DIRECTIONS >>
Under no circumstances alter the records; copy each one exactly.

^^^^^^^^

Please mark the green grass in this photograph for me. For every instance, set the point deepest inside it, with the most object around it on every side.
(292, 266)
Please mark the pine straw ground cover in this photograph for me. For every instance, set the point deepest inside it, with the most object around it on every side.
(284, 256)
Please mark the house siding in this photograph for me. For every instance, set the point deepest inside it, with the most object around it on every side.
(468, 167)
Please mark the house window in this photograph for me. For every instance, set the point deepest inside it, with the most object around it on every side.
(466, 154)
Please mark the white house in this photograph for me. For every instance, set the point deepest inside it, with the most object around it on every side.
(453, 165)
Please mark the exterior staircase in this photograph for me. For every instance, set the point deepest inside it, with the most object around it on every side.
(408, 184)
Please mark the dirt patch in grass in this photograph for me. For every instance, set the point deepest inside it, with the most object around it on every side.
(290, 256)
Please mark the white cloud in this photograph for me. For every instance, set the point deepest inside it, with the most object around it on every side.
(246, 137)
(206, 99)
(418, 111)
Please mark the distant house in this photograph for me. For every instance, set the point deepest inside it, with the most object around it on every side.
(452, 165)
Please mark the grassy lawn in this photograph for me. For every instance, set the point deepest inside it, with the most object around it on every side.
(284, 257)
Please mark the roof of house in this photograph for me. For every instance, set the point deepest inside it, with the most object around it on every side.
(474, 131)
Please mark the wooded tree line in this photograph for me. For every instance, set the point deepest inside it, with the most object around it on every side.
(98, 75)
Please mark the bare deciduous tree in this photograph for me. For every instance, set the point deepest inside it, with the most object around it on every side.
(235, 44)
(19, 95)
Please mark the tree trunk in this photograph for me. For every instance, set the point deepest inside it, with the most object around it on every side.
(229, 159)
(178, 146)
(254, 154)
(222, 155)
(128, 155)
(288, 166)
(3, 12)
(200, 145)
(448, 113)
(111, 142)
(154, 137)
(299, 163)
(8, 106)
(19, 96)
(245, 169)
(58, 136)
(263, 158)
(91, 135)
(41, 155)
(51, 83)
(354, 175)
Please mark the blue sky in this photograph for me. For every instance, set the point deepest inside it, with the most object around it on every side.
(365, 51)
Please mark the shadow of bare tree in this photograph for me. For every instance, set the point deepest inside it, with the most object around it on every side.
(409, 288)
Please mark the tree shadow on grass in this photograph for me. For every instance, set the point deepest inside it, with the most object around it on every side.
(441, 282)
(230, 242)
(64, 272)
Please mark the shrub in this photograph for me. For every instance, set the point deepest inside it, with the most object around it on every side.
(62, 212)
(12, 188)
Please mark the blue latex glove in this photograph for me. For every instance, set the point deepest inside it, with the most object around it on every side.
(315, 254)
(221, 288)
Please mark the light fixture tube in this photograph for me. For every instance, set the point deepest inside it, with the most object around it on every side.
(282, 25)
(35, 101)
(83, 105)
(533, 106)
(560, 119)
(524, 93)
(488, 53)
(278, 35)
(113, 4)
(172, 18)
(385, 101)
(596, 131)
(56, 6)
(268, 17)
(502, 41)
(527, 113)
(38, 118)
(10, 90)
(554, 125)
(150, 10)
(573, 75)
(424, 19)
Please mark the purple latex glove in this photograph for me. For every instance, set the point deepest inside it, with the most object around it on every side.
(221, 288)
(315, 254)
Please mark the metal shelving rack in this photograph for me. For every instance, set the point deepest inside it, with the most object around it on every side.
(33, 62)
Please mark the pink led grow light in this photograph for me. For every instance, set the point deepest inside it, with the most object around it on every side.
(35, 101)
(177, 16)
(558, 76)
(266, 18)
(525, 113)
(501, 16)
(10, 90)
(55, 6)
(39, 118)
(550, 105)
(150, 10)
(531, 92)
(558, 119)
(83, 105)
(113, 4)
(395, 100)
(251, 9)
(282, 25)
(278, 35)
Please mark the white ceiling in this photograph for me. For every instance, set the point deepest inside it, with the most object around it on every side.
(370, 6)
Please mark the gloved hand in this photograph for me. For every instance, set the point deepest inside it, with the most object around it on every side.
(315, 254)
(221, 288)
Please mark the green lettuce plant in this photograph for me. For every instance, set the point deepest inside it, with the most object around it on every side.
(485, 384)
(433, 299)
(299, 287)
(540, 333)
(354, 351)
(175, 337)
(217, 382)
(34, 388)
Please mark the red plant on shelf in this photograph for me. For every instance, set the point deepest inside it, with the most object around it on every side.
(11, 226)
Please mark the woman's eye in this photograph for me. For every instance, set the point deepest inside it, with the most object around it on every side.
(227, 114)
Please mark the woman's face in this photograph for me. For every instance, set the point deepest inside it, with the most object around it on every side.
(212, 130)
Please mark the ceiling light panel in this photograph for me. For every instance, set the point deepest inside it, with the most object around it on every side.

^^^^^^^^

FINISHED TASK >>
Please mark the green grass in this photograph for me. For every instance, set the point deepest inside it, with the most object around it on every side.
(292, 266)
Please mark the pine straw ground cover in this photograph for me. For every instance, set the point deepest inside it, with the most object around it on every side.
(284, 256)
Please mark the house siding in this photograph for me. For every instance, set the point deepest inside it, with the most object around it on every side.
(468, 167)
Please mark the house window in this photograph for me. For every instance, set the point deepest inside it, with the most object around it on every side.
(466, 154)
Please mark the white house in this photograph for me. For every instance, set the point deepest inside it, with the most object around it on every side.
(453, 165)
Please mark the exterior staircase in this photograph for me. For every instance, set the point deepest inside it, with the most object around it on every side.
(408, 184)
Please mark the dirt patch in grass in this photograph for me. For every instance, set the point deepest inside it, with the most object around it on every side.
(290, 256)
Please mark the white cloud in this photograph for me. For every instance, set the point deepest inside it, with the most object around it on every side.
(246, 137)
(206, 99)
(418, 111)
Please mark the distant house in this photograph for me. For every instance, set the point deepest inside it, with the most object around it on every side.
(452, 165)
Please mark the grassy lawn in this photograph for me. For every instance, set the point deepest inside it, with the most object around it on every side.
(284, 257)
Please mark the roof of house in this photograph for me. For every instance, set the point deepest inside it, with the most object around it on every side.
(474, 131)
Please mark the wooded tree line in this photograph for me. For every instance, set the point deepest inside it, with the most object around it on every side.
(98, 75)
Please mark the bare deciduous tree in this photograph for me. For every instance, set the point deepest inside it, with the most object around it on every side.
(235, 44)
(19, 95)
Please mark the tree trunk in this photograph for me. For every instance, set the point deepest inside it, with the most object around it on every side.
(229, 159)
(178, 146)
(254, 154)
(222, 155)
(128, 155)
(288, 166)
(3, 12)
(200, 145)
(448, 113)
(111, 142)
(154, 137)
(299, 163)
(8, 106)
(19, 96)
(245, 169)
(58, 136)
(263, 158)
(91, 135)
(41, 155)
(51, 83)
(354, 175)
Please mark the blue sky in this photograph for me. For every instance, set the point deepest inside it, with the most object around it on every side.
(365, 51)
Please mark the shadow of bare tree in this photograph for me. For every instance, set the point deepest inside it, with the most object around it on every side.
(409, 288)
Please mark the tree shadow on grass in this photograph for me. For every instance, set the point deepest inside it, with the most object around it on every side.
(441, 282)
(230, 242)
(64, 272)
Please mark the shrub in this photograph for me. For every instance, set the point deepest inside it, with the most object around it on every side.
(62, 212)
(12, 188)
Please mark the blue latex glove in this photograph for me. For every instance, set the point deepest inside it, with the most object around it on every side.
(315, 254)
(221, 288)
Please mark the light fixture tube in this photograph for me. For every instance, set the point deepest inside it, with the most object around it on every side.
(282, 25)
(35, 101)
(83, 105)
(533, 106)
(560, 119)
(524, 93)
(488, 53)
(278, 35)
(113, 4)
(172, 18)
(385, 101)
(596, 131)
(56, 6)
(268, 17)
(502, 41)
(527, 113)
(38, 118)
(10, 90)
(554, 125)
(150, 10)
(573, 75)
(424, 19)
Please mark the purple latex glove in this photograph for me. For every instance, set the point deepest inside it, with the most object around it on every side.
(221, 288)
(315, 254)
Please mark the metal shelving rack in this photograph for me. For every instance, set the point deepest inside it, with the most object around it on every side.
(33, 62)
Please mark the pink led grow light in this photograph for me. For every instance, set the point deepest inside it, with the most object around it on every side.
(35, 101)
(177, 16)
(558, 76)
(266, 18)
(525, 113)
(501, 16)
(10, 90)
(55, 6)
(39, 118)
(550, 105)
(150, 10)
(531, 92)
(558, 119)
(83, 105)
(113, 4)
(395, 100)
(251, 9)
(282, 25)
(278, 35)
Please mark the white ceiling in this photograph for me. For every instance, set the point deepest inside it, with the most object around it on every side.
(370, 6)
Please mark the gloved hand in this photograph for me. For every instance, set the point deepest inside it, with the most object around it on every side.
(315, 254)
(221, 288)
Please mark the green lettuce plant in this photograph for me. For every instance, set the point deepest inside it, with the most object around it on every side.
(485, 384)
(433, 299)
(299, 287)
(540, 333)
(354, 351)
(175, 337)
(217, 382)
(34, 388)
Please mark the red plant on shelf in this photograph for me. For every instance, set the point deepest inside it, with the most object around it on every side.
(11, 226)
Please mark the woman's eye in this photograph for me. For every instance, set the point deepest inside it, with the most object around it on every side.
(227, 114)
Please mark the woman's face in this photograph for me. For every instance, set the point deepest inside it, with the most object around it on every side.
(212, 130)
Please mark the ceiling light panel in this photograph for me. For every instance, set the point deepest inside it, with the most object around it on every side.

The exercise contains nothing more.